B. Question en litige no 2 : L’intimé a-t-il commis un abus de pouvoir dans l’application du principe du mérite?
[168] Le libellé des paragraphes 30(1), 30(2) et 30(3) et de l’alinéa 77(1)a) de la Loi est le suivant :
|
|
|
|
|
|
|
|
|
|
|
|
|
|
|
|
|
|
|
|
|
|
|
|
|
|
|
|
[Je mets en évidence]
[169] Les allégations d’abus de pouvoir doivent être prises au sérieux. En outre, pour établir l’existence d’un abus de pouvoir dans l’évaluation du mérite sur la base de la mauvaise foi ou de la partialité, de simples erreurs ou omissions administratives ne suffisent pas.
C. Énoncé des critères de mérite
[170] La Commission et l’ancien Tribunal ont fait remarquer qu’un administrateur général jouit d’un pouvoir discrétionnaire important lorsqu’il établit l’énoncé des critères de mérite. De plus, il n’est pas nécessaire que les qualifications essentielles choisies figurent mot pour mot dans la description de poste.
[171] En l’espèce, l’intimé a déclaré, dans un témoignage non contredit, que les critères figurant dans l’énoncé des critères de mérite étaient tirés de la description de poste générique du ministère pour le poste CS-04 (RCD, onglet 2). L’intimé avait certainement le droit de déterminer les qualifications essentielles de la description de poste générique qui feraient partie de l’énoncé des critères de mérite.
[172] Bien que le plaignant ait passé un certain temps à comparer la description de poste PG-06 à la description de poste générique CS-04, je n’ai pas compétence pour déterminer si le poste CS-04 a été correctement classifié. En outre, les descriptions de poste génériques pour d’autres postes CS-04 que le plaignant a examinées dans le domaine de l’infrastructure informatique ne sont pas pertinentes étant donné que le témoignage non contredit de l’intimé indique qu’il a créé un poste CS-04 unique pour soutenir la nouvelle orientation de l’équipe de gestion des fournisseurs sur la base de la description de poste du ministère. Selon le témoignage non contredit de M. Mondor, l’équipe élargissait son périmètre d’action et elle avait besoin d’une personne possédant de solides compétences en matière de communication avec la haute direction, de relations avec les fournisseurs et d’approvisionnement, ainsi qu’une vision plus stratégique des TI afin de soutenir la prestation de services.
[173] L’examen de la description de poste générique pour le poste CS-04 et de l’énoncé des critères de mérite indique clairement que l’intimé a choisi de se concentrer sur les quelques qualifications essentielles requises pour remplir le nouveau rôle au sein de la direction générale. Je ne trouve aucune preuve indiquant que l’énoncé a été édulcoré. J’estime plutôt que l’intimé a créé un poste CS-04 qui répondait aux besoins particuliers de l’équipe de gestion des fournisseurs à la DGIIT.

> TÂCHES À EFFECTUER
1) Dans l'extrait de décision sur l'abus de pouvoir, de quel document l'intimé a-t-il tiré les critères de l'énoncé des critères de mérite ?
2) Rédigez la suite de l'extrait de décision sur l'abus de pouvoir dans l'application du principe du mérite, en reprenant après sa dernière phrase.
Les enregistrements n'interviennent pas dans ce travail.

[Extrait d'un fichier de données]
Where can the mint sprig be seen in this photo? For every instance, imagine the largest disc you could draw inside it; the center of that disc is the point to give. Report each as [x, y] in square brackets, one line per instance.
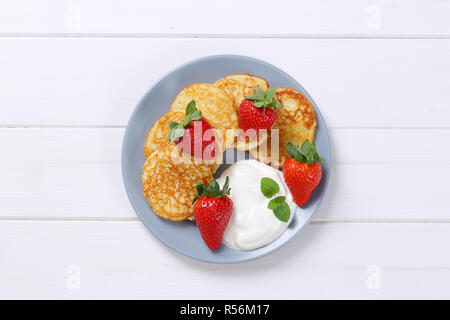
[269, 187]
[213, 189]
[264, 99]
[177, 129]
[278, 205]
[307, 153]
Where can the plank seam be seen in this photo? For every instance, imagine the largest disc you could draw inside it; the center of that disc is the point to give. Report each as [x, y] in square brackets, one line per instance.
[224, 36]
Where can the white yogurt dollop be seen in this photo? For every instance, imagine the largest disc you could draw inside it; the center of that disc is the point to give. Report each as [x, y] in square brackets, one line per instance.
[252, 224]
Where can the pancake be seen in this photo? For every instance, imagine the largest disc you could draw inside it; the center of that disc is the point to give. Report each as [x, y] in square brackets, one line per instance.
[296, 122]
[157, 136]
[169, 183]
[216, 107]
[240, 85]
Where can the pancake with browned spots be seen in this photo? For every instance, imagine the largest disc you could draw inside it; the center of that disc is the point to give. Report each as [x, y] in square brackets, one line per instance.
[216, 106]
[169, 178]
[296, 122]
[157, 136]
[239, 86]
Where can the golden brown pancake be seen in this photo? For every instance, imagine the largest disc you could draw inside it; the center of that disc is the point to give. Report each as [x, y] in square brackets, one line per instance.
[296, 122]
[240, 85]
[169, 183]
[216, 107]
[157, 136]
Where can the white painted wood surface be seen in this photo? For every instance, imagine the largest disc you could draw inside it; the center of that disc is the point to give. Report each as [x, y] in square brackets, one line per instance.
[71, 72]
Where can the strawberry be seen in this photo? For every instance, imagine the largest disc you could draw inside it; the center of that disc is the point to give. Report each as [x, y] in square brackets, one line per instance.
[193, 134]
[258, 111]
[302, 171]
[212, 211]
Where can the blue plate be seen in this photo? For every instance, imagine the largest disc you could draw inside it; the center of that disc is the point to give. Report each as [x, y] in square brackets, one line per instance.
[184, 236]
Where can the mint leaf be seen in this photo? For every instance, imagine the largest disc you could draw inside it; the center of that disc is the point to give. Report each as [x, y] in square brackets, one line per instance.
[190, 108]
[260, 92]
[214, 187]
[186, 121]
[176, 133]
[275, 202]
[172, 124]
[270, 93]
[252, 97]
[269, 187]
[282, 212]
[196, 115]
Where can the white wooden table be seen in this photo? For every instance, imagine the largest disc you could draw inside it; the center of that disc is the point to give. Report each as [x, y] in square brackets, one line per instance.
[71, 72]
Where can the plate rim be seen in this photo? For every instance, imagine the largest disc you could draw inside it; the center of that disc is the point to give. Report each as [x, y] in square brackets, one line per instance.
[127, 131]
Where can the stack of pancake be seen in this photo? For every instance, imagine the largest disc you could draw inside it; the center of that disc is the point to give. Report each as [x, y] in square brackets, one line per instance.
[170, 176]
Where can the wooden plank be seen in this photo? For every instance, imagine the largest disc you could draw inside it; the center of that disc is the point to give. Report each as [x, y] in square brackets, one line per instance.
[97, 82]
[283, 18]
[75, 260]
[75, 173]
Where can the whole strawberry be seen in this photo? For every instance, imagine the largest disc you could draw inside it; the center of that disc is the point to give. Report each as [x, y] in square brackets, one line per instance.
[258, 111]
[212, 212]
[192, 136]
[302, 171]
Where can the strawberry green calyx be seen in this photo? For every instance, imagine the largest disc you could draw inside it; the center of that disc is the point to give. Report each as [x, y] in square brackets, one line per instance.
[264, 99]
[177, 129]
[213, 190]
[307, 153]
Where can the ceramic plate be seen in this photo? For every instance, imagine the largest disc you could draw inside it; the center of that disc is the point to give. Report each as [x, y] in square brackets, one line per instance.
[184, 236]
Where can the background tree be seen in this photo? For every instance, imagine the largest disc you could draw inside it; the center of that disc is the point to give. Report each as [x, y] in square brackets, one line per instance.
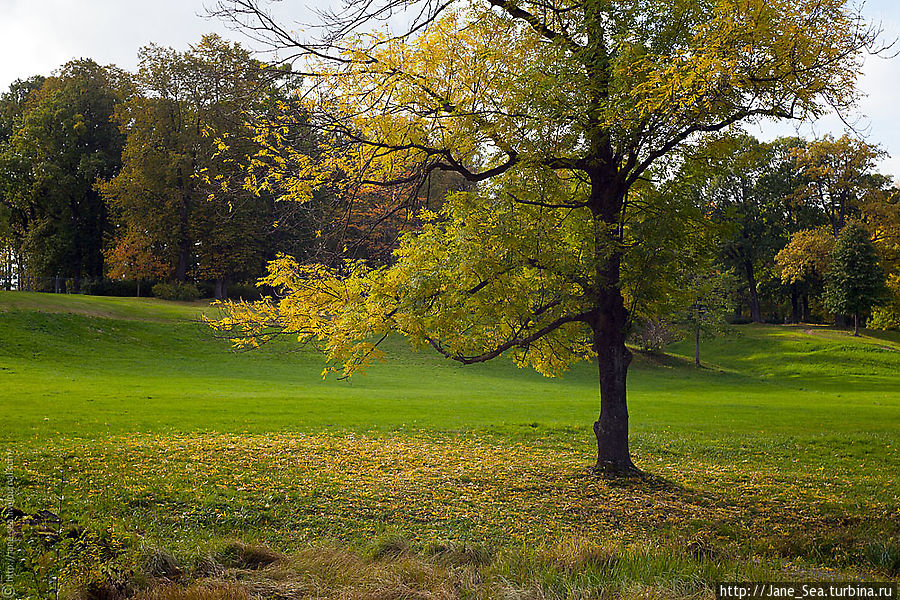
[63, 143]
[840, 178]
[558, 112]
[133, 257]
[854, 281]
[802, 264]
[177, 183]
[740, 196]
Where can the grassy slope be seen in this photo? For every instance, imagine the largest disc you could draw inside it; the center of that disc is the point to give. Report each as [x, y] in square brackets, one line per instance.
[781, 454]
[110, 365]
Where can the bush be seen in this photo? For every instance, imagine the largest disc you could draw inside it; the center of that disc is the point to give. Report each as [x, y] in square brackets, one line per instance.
[176, 291]
[885, 317]
[244, 291]
[739, 321]
[112, 287]
[654, 334]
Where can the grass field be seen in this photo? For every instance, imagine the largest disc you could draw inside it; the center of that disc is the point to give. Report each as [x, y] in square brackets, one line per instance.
[149, 438]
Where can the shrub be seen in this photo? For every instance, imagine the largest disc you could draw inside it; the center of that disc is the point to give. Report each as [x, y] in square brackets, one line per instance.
[176, 291]
[111, 287]
[244, 291]
[654, 334]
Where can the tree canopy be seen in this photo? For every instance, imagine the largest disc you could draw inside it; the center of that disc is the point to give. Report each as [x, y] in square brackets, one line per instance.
[558, 113]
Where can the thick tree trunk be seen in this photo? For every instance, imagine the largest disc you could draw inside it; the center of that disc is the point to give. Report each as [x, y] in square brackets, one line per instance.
[755, 314]
[611, 429]
[609, 327]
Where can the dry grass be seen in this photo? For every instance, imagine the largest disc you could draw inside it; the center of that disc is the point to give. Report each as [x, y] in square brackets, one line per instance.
[575, 569]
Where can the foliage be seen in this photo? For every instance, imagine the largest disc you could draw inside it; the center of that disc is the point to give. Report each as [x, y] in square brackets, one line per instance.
[110, 287]
[887, 316]
[653, 335]
[840, 178]
[855, 280]
[180, 209]
[806, 256]
[60, 145]
[176, 290]
[132, 256]
[560, 117]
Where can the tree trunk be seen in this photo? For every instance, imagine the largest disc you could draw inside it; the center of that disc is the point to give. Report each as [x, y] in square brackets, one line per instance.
[755, 314]
[795, 304]
[221, 289]
[613, 357]
[184, 242]
[697, 346]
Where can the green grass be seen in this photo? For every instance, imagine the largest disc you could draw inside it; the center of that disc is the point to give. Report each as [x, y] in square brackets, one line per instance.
[129, 419]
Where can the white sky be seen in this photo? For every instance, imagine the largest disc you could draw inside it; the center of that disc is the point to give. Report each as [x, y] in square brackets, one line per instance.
[37, 36]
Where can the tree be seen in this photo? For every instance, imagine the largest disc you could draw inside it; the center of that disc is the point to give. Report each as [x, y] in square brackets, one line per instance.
[803, 263]
[558, 113]
[840, 177]
[133, 256]
[177, 184]
[63, 143]
[854, 281]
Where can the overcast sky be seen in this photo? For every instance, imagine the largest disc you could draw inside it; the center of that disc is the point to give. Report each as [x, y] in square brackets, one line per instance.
[37, 36]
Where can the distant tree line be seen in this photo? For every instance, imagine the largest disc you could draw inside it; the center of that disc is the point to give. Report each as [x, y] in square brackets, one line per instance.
[108, 176]
[147, 177]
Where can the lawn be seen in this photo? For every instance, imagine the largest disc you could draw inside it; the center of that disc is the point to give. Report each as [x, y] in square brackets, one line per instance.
[149, 438]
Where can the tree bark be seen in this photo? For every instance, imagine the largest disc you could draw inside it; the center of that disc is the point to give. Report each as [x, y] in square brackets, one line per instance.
[613, 358]
[755, 314]
[795, 304]
[609, 327]
[697, 346]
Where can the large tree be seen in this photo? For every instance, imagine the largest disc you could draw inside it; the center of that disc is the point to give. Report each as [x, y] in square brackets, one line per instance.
[560, 111]
[63, 142]
[854, 281]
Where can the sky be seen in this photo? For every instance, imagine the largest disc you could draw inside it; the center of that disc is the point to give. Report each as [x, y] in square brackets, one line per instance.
[37, 36]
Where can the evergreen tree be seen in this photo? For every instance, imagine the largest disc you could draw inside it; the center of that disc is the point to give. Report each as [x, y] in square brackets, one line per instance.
[855, 280]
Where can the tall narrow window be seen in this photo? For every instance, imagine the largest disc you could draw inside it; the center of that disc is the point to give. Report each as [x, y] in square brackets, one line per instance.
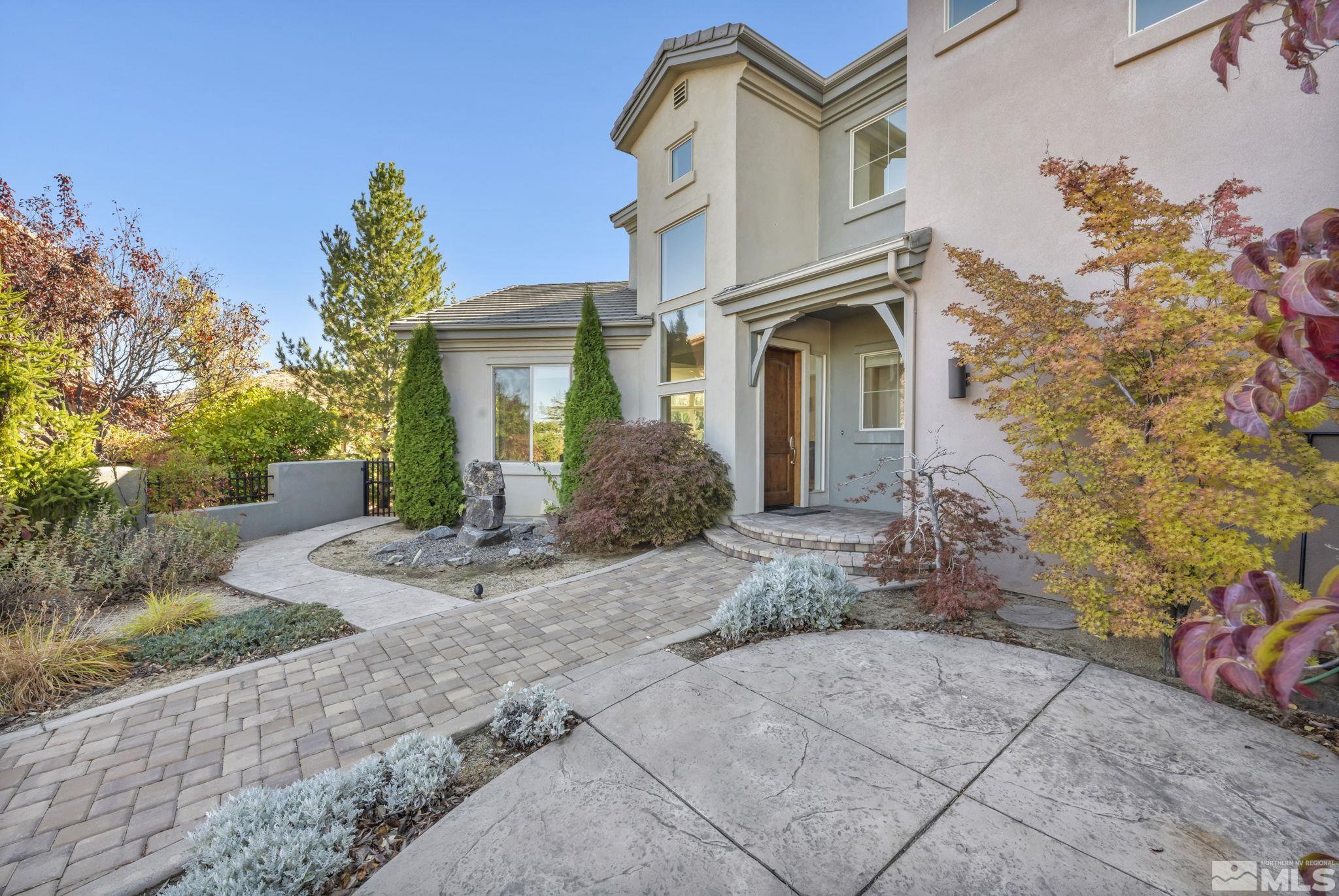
[683, 343]
[881, 391]
[959, 10]
[817, 414]
[681, 159]
[686, 408]
[683, 257]
[528, 405]
[879, 157]
[1149, 12]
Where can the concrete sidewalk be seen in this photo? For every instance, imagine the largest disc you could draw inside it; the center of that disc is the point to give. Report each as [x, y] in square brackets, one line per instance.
[279, 568]
[124, 785]
[883, 763]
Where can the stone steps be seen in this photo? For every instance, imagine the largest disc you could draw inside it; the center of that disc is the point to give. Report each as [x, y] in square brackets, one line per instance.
[737, 544]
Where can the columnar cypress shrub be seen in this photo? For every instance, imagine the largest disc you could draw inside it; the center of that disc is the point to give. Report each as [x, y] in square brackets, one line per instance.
[428, 481]
[594, 395]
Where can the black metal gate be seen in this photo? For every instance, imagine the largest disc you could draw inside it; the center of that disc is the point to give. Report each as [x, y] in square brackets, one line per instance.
[378, 500]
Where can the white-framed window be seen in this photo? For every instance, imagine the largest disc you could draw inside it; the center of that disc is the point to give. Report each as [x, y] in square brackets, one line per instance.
[681, 159]
[686, 408]
[879, 157]
[881, 390]
[1149, 12]
[683, 343]
[683, 257]
[528, 403]
[957, 11]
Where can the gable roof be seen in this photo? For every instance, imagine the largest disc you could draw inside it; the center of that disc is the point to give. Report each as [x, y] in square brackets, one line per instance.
[711, 46]
[540, 305]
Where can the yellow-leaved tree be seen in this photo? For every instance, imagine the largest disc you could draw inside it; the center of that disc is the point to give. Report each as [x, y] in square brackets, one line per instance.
[1113, 403]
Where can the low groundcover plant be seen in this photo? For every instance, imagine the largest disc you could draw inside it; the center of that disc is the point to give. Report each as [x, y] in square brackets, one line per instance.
[292, 840]
[789, 592]
[531, 717]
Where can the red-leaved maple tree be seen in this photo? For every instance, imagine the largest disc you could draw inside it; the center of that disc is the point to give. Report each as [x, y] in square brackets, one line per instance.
[1257, 639]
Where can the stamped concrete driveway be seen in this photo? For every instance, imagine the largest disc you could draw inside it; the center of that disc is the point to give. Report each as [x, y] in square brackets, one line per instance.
[881, 763]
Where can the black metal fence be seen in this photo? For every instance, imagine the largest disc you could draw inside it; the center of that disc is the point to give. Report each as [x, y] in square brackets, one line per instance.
[168, 493]
[378, 493]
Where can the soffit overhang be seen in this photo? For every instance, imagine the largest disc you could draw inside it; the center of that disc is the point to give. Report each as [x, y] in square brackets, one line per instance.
[843, 279]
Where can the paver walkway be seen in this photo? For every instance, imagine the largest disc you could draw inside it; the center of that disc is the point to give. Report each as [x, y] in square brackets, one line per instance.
[883, 763]
[97, 793]
[279, 568]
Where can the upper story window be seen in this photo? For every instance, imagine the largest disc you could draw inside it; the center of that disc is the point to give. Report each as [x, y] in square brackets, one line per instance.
[528, 412]
[879, 157]
[881, 391]
[683, 343]
[681, 159]
[958, 10]
[1149, 12]
[683, 257]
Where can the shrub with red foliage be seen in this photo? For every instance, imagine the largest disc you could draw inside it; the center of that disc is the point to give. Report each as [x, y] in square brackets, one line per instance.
[949, 560]
[645, 482]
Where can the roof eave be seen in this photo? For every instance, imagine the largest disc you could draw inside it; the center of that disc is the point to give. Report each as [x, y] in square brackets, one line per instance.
[743, 43]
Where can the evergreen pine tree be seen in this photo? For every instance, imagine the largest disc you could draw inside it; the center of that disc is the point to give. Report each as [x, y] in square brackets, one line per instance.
[428, 481]
[388, 268]
[594, 395]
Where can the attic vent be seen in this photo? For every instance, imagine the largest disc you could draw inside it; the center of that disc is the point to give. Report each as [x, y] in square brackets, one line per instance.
[681, 94]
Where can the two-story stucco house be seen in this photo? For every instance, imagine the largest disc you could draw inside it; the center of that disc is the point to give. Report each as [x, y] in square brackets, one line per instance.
[787, 274]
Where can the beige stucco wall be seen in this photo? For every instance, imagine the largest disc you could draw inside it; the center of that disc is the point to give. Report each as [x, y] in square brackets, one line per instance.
[985, 113]
[469, 378]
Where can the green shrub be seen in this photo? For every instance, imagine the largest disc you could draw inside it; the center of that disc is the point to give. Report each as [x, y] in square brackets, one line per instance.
[182, 480]
[102, 555]
[259, 426]
[594, 395]
[646, 482]
[228, 640]
[429, 491]
[46, 452]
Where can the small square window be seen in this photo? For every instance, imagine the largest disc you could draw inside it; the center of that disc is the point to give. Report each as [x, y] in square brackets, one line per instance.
[686, 408]
[683, 343]
[681, 159]
[959, 10]
[1149, 12]
[879, 157]
[528, 412]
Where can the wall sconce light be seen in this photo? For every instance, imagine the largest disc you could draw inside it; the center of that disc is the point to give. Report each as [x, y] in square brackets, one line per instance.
[957, 378]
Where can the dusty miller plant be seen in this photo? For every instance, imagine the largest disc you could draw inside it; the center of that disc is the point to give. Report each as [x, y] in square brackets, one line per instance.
[531, 717]
[787, 593]
[943, 535]
[291, 842]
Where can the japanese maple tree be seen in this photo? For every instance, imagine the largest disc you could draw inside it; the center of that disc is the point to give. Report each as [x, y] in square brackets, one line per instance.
[1113, 405]
[1255, 639]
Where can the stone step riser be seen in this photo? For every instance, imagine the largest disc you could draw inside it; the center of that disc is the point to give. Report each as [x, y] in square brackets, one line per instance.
[742, 547]
[797, 544]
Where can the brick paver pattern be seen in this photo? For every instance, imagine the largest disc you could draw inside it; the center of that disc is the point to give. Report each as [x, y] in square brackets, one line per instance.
[99, 793]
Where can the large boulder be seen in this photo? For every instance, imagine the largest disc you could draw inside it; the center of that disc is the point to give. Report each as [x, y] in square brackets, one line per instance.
[471, 537]
[485, 510]
[484, 477]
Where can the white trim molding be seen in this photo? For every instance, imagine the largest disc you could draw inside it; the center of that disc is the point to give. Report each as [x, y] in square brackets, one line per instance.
[1170, 30]
[972, 24]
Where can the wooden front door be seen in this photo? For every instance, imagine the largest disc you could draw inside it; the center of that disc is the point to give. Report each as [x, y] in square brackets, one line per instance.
[781, 429]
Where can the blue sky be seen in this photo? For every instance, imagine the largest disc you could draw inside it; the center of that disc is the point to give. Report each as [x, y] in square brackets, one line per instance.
[243, 130]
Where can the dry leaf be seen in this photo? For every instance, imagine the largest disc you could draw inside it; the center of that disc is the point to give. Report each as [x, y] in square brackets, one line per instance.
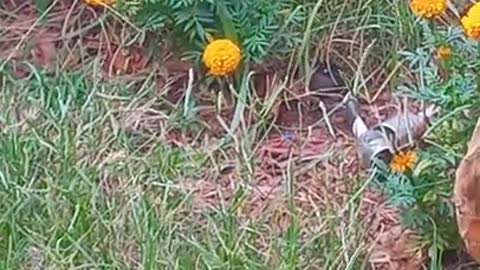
[467, 196]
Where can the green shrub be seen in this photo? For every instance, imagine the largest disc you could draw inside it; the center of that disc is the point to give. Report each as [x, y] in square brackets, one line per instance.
[258, 25]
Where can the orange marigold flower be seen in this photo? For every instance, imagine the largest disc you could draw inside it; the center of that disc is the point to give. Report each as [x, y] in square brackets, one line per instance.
[99, 2]
[471, 22]
[403, 161]
[428, 8]
[221, 57]
[444, 52]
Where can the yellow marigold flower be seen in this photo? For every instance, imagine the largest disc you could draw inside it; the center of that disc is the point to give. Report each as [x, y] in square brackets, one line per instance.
[444, 52]
[428, 8]
[99, 2]
[403, 161]
[221, 57]
[471, 22]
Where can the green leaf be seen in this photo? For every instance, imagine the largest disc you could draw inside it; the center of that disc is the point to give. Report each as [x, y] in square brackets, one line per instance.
[227, 22]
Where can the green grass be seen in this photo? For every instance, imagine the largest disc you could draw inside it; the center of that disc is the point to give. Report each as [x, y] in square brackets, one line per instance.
[81, 187]
[80, 192]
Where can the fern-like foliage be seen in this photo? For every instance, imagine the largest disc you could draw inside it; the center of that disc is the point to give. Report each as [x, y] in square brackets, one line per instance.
[260, 25]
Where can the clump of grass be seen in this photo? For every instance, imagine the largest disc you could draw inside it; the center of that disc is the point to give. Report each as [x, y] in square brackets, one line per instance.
[79, 190]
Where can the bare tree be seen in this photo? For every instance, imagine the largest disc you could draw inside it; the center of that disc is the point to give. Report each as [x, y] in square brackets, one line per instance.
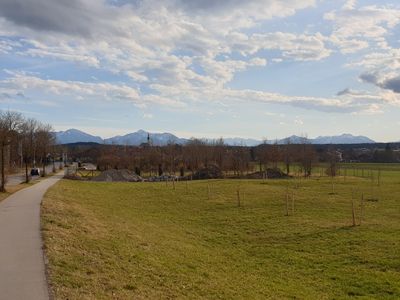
[10, 123]
[28, 134]
[45, 140]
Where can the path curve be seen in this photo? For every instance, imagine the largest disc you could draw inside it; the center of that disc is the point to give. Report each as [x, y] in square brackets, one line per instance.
[22, 266]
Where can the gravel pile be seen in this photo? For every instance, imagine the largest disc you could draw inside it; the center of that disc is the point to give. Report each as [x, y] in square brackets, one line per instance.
[271, 174]
[118, 176]
[210, 172]
[164, 177]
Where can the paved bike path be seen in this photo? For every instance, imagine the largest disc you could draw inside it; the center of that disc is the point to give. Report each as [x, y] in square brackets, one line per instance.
[22, 266]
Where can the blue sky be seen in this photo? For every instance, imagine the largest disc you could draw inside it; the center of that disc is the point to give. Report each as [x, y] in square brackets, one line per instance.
[258, 68]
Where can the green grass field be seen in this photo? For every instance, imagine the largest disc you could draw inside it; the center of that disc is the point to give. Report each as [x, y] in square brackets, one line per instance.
[149, 241]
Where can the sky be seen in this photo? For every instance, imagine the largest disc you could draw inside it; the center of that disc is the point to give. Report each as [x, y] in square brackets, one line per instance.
[262, 69]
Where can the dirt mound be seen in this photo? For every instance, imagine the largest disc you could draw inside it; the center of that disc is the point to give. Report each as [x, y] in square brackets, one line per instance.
[118, 176]
[164, 177]
[210, 172]
[271, 174]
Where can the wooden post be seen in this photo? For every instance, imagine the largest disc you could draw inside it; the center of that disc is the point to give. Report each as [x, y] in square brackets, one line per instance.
[379, 177]
[353, 209]
[362, 208]
[287, 202]
[292, 203]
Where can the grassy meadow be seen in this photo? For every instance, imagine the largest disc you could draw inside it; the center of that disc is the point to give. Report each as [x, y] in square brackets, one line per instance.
[154, 241]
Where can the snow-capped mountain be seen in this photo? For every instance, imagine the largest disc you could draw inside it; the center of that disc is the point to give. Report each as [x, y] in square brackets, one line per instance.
[74, 136]
[140, 137]
[161, 139]
[343, 139]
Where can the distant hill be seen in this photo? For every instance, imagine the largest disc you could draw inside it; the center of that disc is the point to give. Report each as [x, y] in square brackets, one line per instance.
[343, 139]
[242, 142]
[74, 136]
[323, 140]
[161, 139]
[140, 137]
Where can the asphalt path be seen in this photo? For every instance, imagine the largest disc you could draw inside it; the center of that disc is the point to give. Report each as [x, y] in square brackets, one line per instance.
[22, 264]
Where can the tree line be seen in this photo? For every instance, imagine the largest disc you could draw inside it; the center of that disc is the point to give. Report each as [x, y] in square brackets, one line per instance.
[198, 154]
[24, 142]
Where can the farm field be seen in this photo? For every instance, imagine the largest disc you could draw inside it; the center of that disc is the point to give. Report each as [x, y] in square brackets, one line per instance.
[151, 241]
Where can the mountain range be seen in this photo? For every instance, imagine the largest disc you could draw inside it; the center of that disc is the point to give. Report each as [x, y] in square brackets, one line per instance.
[160, 139]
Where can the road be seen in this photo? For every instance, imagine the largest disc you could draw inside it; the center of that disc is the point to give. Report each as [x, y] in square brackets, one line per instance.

> LES RÉPONSES
1) De la description de poste générique du ministère pour le poste CS-04.

2)
[174] Le plaignant a également affirmé que la personne nommée ne répondait pas au critère des études minimales, à savoir au moins deux années d’études postsecondaires acceptables en informatique, en gestion de l’information, en TI ou dans une autre spécialité en rapport avec le poste à pourvoir.
[175] J’estime que le CV de la personne nommée et le témoignage de M. Mondor selon lequel l’intimé s’est appuyé sur les cinq années d’études postsecondaires de la personne nommée, y compris un diplôme de deux ans en informatique, constituent une preuve suffisante qu’il n’y a pas eu d’abus de pouvoir dans l’évaluation de ce critère. Le plaignant n’a fourni aucune preuve que le diplôme en informatique de la personne nommée n’était pas valable et il n’a pas non plus étayé son affirmation selon laquelle ses qualifications en informatique provenaient d’un établissement non reconnu. En outre, son diplôme en littérature anglaise était certainement pertinent pour un poste qui exigeait d’excellentes compétences en matière de rédaction et de communication.
[176] L’évaluation narrative fournie pour le critère de l’expérience était relativement complète. Je suis d’accord avec le plaignant pour dire que l’intimé s’est appuyé, en partie, sur l’expérience de la personne nommée en tant que PG-06 intérimaire. Cependant, j’estime également que l’intimé s’est appuyé sur les 13 années d’expérience de la personne nommée en tant que PG pour expliquer comment elle répondait à toutes les qualifications essentielles, à savoir 1) proposer des solutions oralement et par écrit à la haute direction, 2) fournir une orientation technique et des conseils aux équipes techniques, et 3) travailler au sein de groupes de travail interministériels.
[177] Dans la présentation au CGE et dans la Formulation de la décision de sélection, l’expérience de la personne nommée en matière de PG est également soulignée, en particulier les années qu’elle a passées dans le domaine de l’approvisionnement, de la négociation de contrats et de la gestion de projets d’approvisionnement. Je ne vois rien d’anormal à ce que l’on s’appuie sur l’expérience pertinente d’une personne nommée dans des postes antérieurs, même si ces postes n’appartiennent pas au même groupe de classification, puisque l’expérience acquise dans un poste peut être pertinente et transposable dans un autre.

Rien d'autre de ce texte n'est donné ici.